_Problem details_
Print all the data below exactly, without images.

_Data_
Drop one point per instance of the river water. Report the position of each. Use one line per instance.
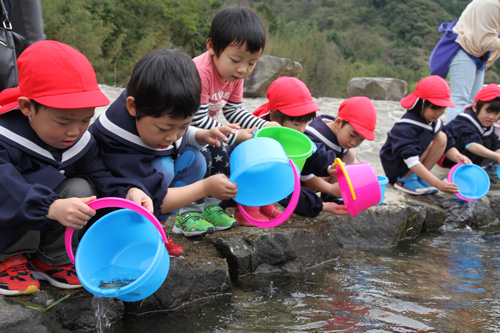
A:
(442, 282)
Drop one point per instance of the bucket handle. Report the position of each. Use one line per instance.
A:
(338, 163)
(288, 210)
(110, 202)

_Exercise solution_
Drop one point per instance of the river water. Report the position of each. Use one line per instance.
A:
(442, 282)
Drop one point per instance of the bucket handle. Report the position of each. Use one line per instance.
A:
(338, 163)
(288, 210)
(110, 202)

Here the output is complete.